The Glasgow Courier - Serving Proudly As The Voice Of Valley County Since 1913

By Bonnie Davidson
The Courier 

Santa's Magic Touch For The Young & Old


Bonnie Davidson / The Courier

Santa and his chief elf, Stalingle, sit with a special visitor at Pehlke's Furniture store on Saturday during Glasgow's annual Christmas Stroll. Many community children stopped to visit with them and Mrs. Claus on the big day.

Editor's note: See the bottom of this story and read to kids what Santa had to say about his work at the North Pole. This reporter got a one-on-one interview with the man who does it all in one night. Special thanks to Becky and Art for the special interview.

As the Glasgow Chamber of Commerce held its holiday season kickoff downtown, one very popular person visited the nursing homes and the children of Glasgow. Eyes lit up and smiles appeared on many faces that saw the red and white hat and the long white beard. Santa Claus came to town on Saturday, Nov. 30, and he'll continue to make his rounds over the next few weeks, before Christmas comes and the magical night takes place.

Art and Becky Johnson, Mr. and Mrs. Claus, spent time with their Linda Eldridge, their special elf helper, visiting the young and old over the weekend. Even the shyest children ended giving Santa high-fives and hugs after a quick visit. The couple have been Santa and Mrs. Claus in Glasgow since they moved to town in 2000. But it all started before they made their way to town. Art began dressing as Santa for his children years ago.

"When his hair went white, well, it was just a natural progression," Becky said.

Becky helped Art with hearing what patients from hospitals, nursing homes and children were requesting for Christmas. After helping for a while she began to dressing as Mrs. Claus. The couple helped with emergency flights and handed out goodies to staff and patients. When they moved to town their love for Santa continued.

"We started that year and decorated our front lawn and set up for children to come tell Santa what they wanted," Becky said.

A sleigh was built for the front yard that had a heater in it. As the weather created slick sidewalks, they finally decided to stop setting up on their front lawn, in fear someone might slip and get hurt. Soon Becky's sister, Eldridge, joined the crew to help out with the fun. Becky said that they've continued for several businesses and individuals who request the presence of the man with a bowl full of jelly. Becky said that they never charge for their appearances but many of the places tend to give something for their efforts.

In the upcoming month they'll be working with the Block of Bucks program. They'll take kids shopping for items they want to get for other family members. It's opportunities like this and visiting the young and old that make a difference for Becky and Art.

"Between the children's faces and seeing Alzheimer's patients, seeing their faces light up, it's like you can see their memories spark up," Becky said. "Kids and adults that don't respond to people sometimes will smile and wave."

Becky also said that the best gift they can give is sometimes a gift they can give for nothing. This year a child brought them a gift. Children also bring their letters to Santa. Becky and Art read them and keep them in a folder that sometimes they can go back and look at. For this duo, and their elf helper they have decided to continue their Christmas tradition for many years to come.

An Interview with Santa

Next to a warm fire and a cup of hot cocoa, Santa sat down to tell the good children of Glasgow about the North Pole and his work as one of the biggest toymakers in the world. Santa explained that the North Pole is very snowy and cold, but in the village and work shop most elves stayed warm and cozy.
──────────
TASK BRIEF - Can you retype, word for word, the part of the Santa story that opens with the words containing "Becky also said" and closes with "warm and cozy."?
──────────
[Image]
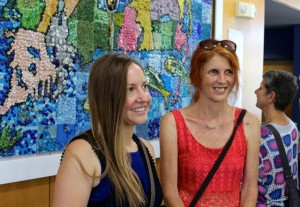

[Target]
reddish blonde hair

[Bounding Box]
[190,45,240,102]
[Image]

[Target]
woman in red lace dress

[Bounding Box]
[160,39,260,207]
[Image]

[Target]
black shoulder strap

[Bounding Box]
[266,124,293,179]
[190,109,247,207]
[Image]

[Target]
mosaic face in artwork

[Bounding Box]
[0,0,212,157]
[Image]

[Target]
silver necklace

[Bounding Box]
[204,124,216,131]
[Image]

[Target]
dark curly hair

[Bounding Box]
[263,70,298,111]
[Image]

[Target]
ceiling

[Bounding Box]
[265,0,300,27]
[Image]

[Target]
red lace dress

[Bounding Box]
[172,108,247,207]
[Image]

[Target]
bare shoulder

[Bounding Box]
[62,139,101,175]
[244,112,260,142]
[244,111,260,128]
[160,112,176,130]
[139,138,155,161]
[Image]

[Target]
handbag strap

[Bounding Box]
[132,134,155,207]
[266,124,293,179]
[190,109,247,207]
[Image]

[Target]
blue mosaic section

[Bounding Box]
[0,0,212,158]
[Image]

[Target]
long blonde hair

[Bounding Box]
[88,53,146,207]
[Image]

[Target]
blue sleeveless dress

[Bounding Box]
[65,130,163,207]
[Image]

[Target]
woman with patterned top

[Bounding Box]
[54,54,162,207]
[255,70,298,207]
[160,39,260,207]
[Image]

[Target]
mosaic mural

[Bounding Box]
[0,0,212,157]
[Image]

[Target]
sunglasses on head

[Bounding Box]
[199,39,236,52]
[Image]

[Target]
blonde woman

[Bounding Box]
[54,54,162,207]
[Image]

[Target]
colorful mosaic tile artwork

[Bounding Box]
[0,0,212,157]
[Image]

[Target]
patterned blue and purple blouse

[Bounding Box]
[256,120,298,207]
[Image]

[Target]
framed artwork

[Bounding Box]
[0,0,213,181]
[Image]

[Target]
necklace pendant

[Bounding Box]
[204,124,216,131]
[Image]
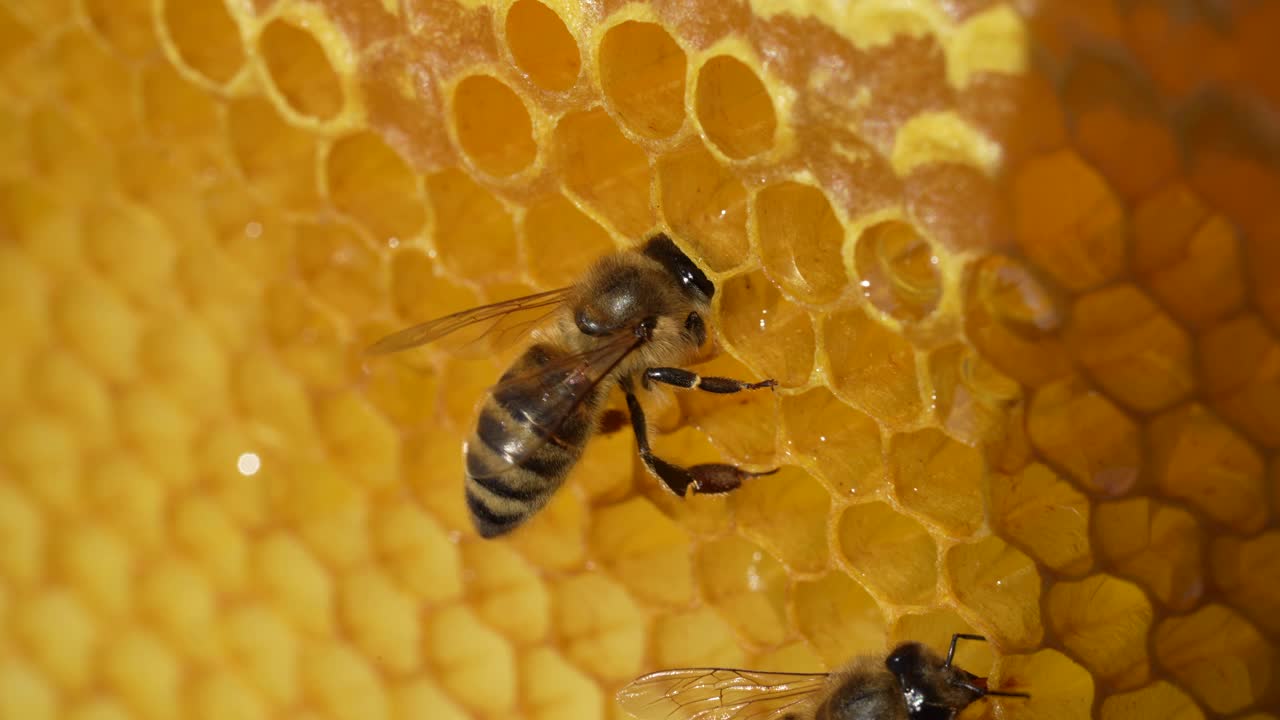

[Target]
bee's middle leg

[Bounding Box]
[641,368,778,395]
[627,389,778,497]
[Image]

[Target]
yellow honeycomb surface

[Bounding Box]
[0,0,1280,720]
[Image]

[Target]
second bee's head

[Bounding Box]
[573,234,716,347]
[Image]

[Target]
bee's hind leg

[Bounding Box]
[627,389,778,497]
[641,368,778,395]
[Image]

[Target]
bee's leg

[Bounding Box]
[626,388,778,497]
[643,368,778,395]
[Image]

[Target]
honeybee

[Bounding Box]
[617,633,1030,720]
[366,234,777,538]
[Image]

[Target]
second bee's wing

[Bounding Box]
[365,287,570,355]
[617,667,827,720]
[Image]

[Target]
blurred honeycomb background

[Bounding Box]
[0,0,1280,720]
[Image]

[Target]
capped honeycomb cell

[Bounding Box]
[524,192,614,288]
[991,462,1093,575]
[1210,530,1280,633]
[1065,284,1196,413]
[325,132,425,245]
[1027,378,1142,496]
[658,138,748,272]
[453,76,538,177]
[504,0,582,90]
[1046,575,1152,688]
[554,110,654,237]
[780,388,887,495]
[943,537,1044,648]
[1147,404,1267,533]
[257,19,343,120]
[755,182,849,305]
[888,428,987,536]
[694,55,778,159]
[792,570,884,667]
[838,502,938,605]
[1012,150,1125,292]
[854,220,942,322]
[1153,605,1275,714]
[159,0,244,85]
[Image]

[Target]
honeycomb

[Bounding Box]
[0,0,1280,720]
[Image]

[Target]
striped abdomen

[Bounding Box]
[466,346,603,538]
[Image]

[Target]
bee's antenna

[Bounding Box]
[942,633,987,667]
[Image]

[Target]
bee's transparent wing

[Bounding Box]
[617,667,827,720]
[365,287,570,355]
[471,331,644,478]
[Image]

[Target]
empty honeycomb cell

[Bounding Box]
[755,182,849,305]
[717,272,815,386]
[253,532,335,635]
[424,170,518,280]
[730,466,831,573]
[227,96,319,208]
[838,502,938,605]
[658,138,748,273]
[462,543,552,646]
[554,110,654,237]
[823,306,924,428]
[220,605,300,706]
[945,537,1044,650]
[676,354,778,469]
[991,462,1093,575]
[50,524,138,618]
[1065,284,1196,413]
[588,498,694,606]
[1011,150,1126,292]
[1147,404,1268,533]
[338,568,422,675]
[1098,680,1204,720]
[504,0,582,90]
[301,643,389,720]
[854,220,942,322]
[517,648,604,720]
[1133,183,1245,328]
[780,387,887,495]
[965,255,1071,386]
[929,345,1023,447]
[652,607,746,667]
[888,428,987,537]
[552,573,648,682]
[791,570,886,667]
[989,650,1094,720]
[694,55,778,159]
[160,0,244,85]
[1208,530,1280,633]
[52,277,142,383]
[598,20,686,137]
[138,561,221,662]
[372,502,462,602]
[101,628,184,720]
[1027,377,1142,497]
[1046,575,1152,689]
[524,192,614,288]
[10,588,102,691]
[188,671,268,720]
[0,657,59,720]
[694,537,787,647]
[327,132,425,240]
[453,76,538,177]
[1153,605,1275,714]
[0,484,46,589]
[170,496,247,592]
[257,19,343,120]
[1198,314,1280,447]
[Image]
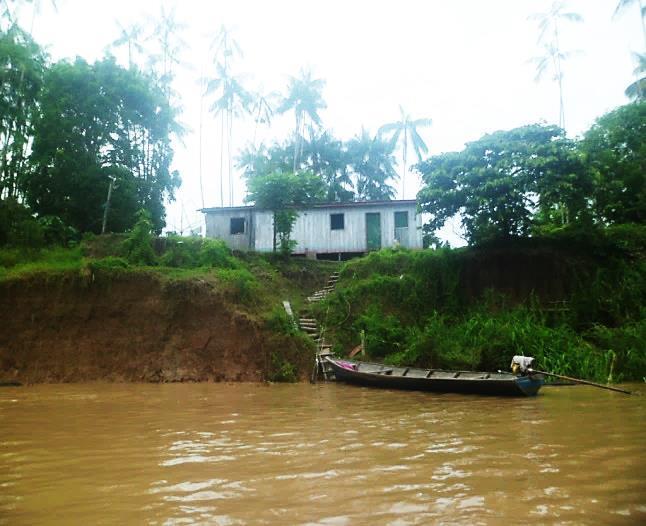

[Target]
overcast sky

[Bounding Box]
[11,0,644,238]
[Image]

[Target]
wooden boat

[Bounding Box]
[326,357,543,396]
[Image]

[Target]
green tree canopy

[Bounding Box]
[238,130,397,202]
[0,25,45,199]
[581,101,646,224]
[25,58,179,232]
[417,125,591,244]
[246,171,325,252]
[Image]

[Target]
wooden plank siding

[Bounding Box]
[202,201,422,254]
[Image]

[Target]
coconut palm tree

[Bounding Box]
[529,0,583,128]
[111,21,144,69]
[625,53,646,100]
[251,92,276,147]
[206,26,253,206]
[278,69,327,172]
[347,128,397,201]
[614,0,646,46]
[377,106,433,199]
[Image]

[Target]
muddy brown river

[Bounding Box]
[0,384,646,526]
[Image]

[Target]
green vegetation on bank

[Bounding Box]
[0,213,335,381]
[318,226,646,381]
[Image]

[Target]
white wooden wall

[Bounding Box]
[206,204,422,254]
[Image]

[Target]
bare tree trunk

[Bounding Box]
[220,112,224,208]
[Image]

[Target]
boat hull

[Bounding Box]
[328,358,543,396]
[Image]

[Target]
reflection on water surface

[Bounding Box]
[0,384,646,525]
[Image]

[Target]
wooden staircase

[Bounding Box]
[307,272,339,303]
[298,272,339,382]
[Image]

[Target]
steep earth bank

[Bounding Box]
[0,272,302,383]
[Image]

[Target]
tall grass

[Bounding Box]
[318,235,646,381]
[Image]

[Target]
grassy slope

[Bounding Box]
[0,236,337,380]
[318,229,646,381]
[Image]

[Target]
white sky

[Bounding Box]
[11,0,644,237]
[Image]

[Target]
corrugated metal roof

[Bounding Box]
[198,199,417,214]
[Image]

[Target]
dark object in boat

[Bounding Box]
[327,358,543,396]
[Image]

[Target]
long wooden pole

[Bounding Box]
[528,369,633,394]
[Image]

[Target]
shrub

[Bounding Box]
[215,269,259,303]
[159,235,203,268]
[0,199,45,248]
[87,256,128,272]
[198,239,237,268]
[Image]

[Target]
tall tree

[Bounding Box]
[251,92,276,147]
[614,0,646,48]
[624,53,646,100]
[111,21,144,68]
[306,132,354,202]
[246,172,325,253]
[417,125,592,244]
[347,129,397,200]
[378,106,433,199]
[0,25,45,199]
[581,101,646,224]
[25,58,179,233]
[529,0,583,128]
[278,69,327,171]
[207,26,253,206]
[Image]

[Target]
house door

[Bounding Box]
[366,212,381,250]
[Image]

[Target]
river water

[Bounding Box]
[0,384,646,525]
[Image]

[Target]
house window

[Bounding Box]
[229,217,244,236]
[395,212,408,228]
[330,214,345,230]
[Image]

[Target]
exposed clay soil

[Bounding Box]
[0,274,269,383]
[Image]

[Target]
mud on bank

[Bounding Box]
[0,270,311,383]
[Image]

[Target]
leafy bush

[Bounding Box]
[38,216,80,247]
[124,209,156,265]
[87,256,128,272]
[198,239,238,268]
[159,236,203,268]
[215,269,259,303]
[0,199,45,248]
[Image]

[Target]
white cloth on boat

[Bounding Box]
[511,356,534,373]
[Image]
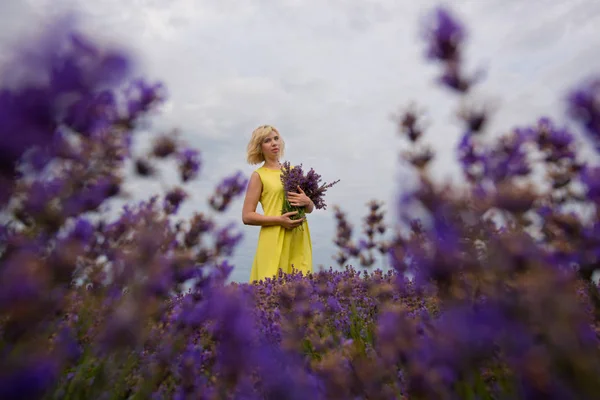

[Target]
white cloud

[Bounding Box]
[0,0,600,280]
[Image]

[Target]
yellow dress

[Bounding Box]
[250,167,312,283]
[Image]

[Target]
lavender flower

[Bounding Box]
[209,171,248,212]
[568,80,600,147]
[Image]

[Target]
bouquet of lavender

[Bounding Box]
[281,161,340,219]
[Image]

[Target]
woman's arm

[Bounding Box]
[305,198,315,214]
[242,171,281,226]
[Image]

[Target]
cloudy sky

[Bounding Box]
[0,0,600,281]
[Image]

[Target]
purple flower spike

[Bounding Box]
[425,8,465,62]
[568,79,600,151]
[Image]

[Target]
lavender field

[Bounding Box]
[0,3,600,400]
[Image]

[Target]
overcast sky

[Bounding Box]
[0,0,600,281]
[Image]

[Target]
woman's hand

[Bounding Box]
[288,186,312,207]
[280,211,304,229]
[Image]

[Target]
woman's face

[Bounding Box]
[262,131,280,160]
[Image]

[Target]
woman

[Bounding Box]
[242,125,314,282]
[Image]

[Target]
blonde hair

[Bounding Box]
[246,125,285,165]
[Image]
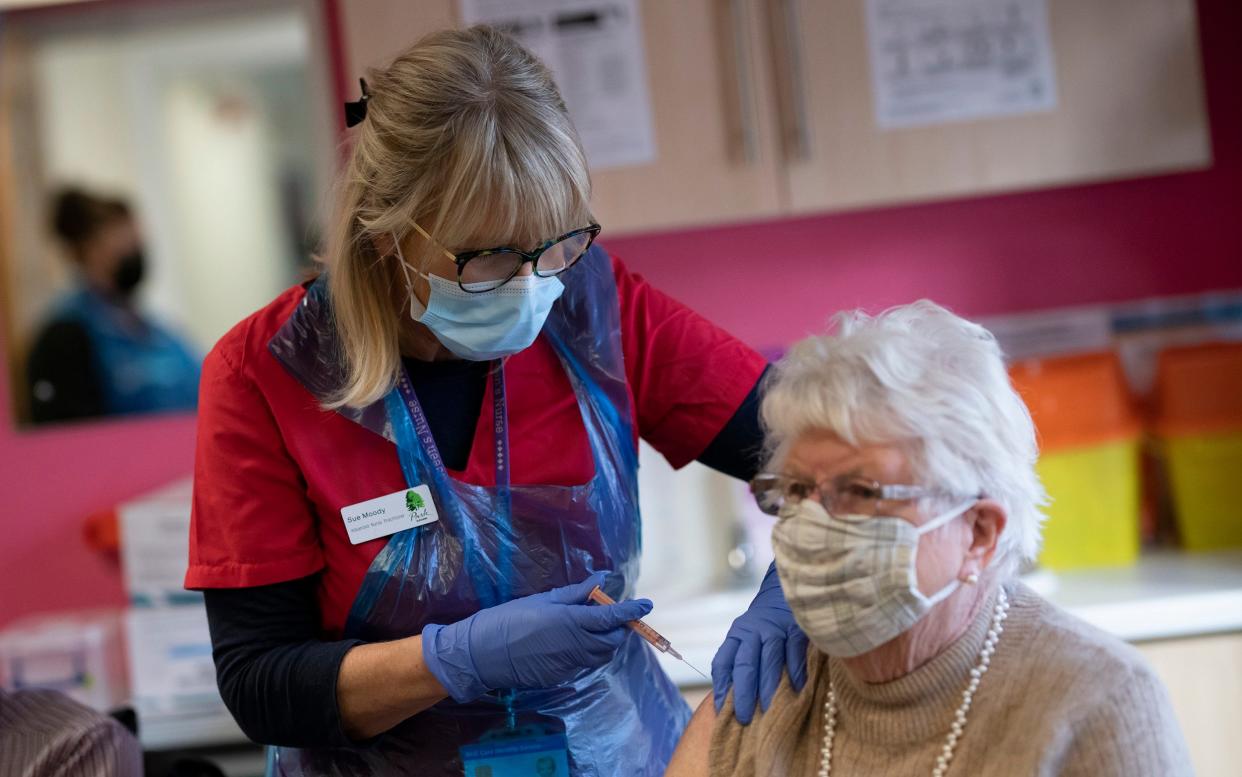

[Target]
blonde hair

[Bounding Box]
[325,26,590,408]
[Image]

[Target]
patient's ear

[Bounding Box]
[958,499,1009,581]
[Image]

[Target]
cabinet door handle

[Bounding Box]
[769,0,811,161]
[717,0,759,165]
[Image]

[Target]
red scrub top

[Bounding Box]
[185,258,766,637]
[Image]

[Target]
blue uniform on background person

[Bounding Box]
[26,189,200,423]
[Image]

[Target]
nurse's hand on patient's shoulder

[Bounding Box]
[422,572,652,703]
[712,564,809,725]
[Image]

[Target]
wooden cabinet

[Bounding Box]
[339,0,1211,233]
[340,0,785,233]
[1138,634,1242,777]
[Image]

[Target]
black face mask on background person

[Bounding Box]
[112,248,147,298]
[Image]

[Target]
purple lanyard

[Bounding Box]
[396,361,509,489]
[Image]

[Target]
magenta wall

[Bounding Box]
[0,0,1242,624]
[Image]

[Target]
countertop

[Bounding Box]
[646,551,1242,686]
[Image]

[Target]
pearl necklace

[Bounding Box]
[818,588,1009,777]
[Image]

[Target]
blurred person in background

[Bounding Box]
[0,688,143,777]
[26,189,199,423]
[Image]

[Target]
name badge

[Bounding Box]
[340,485,440,545]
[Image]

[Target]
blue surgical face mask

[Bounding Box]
[394,236,565,361]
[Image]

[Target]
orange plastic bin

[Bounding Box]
[1154,343,1242,550]
[1010,353,1141,570]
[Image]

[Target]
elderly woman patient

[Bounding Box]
[667,302,1191,777]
──────────
ANSWER FOR THE TASK -
Becky also said that the best gift they can give is sometimes a gift they can give for nothing. This year a child brought them a gift. Children also bring their letters to Santa. Becky and Art read them and keep them in a folder that sometimes they can go back and look at. For this duo, and their elf helper they have decided to continue their Christmas tradition for many years to come.

An Interview with Santa

Next to a warm fire and a cup of hot cocoa, Santa sat down to tell the good children of Glasgow about the North Pole and his work as one of the biggest toymakers in the world. Santa explained that the North Pole is very snowy and cold, but in the village and work shop most elves stayed warm and cozy.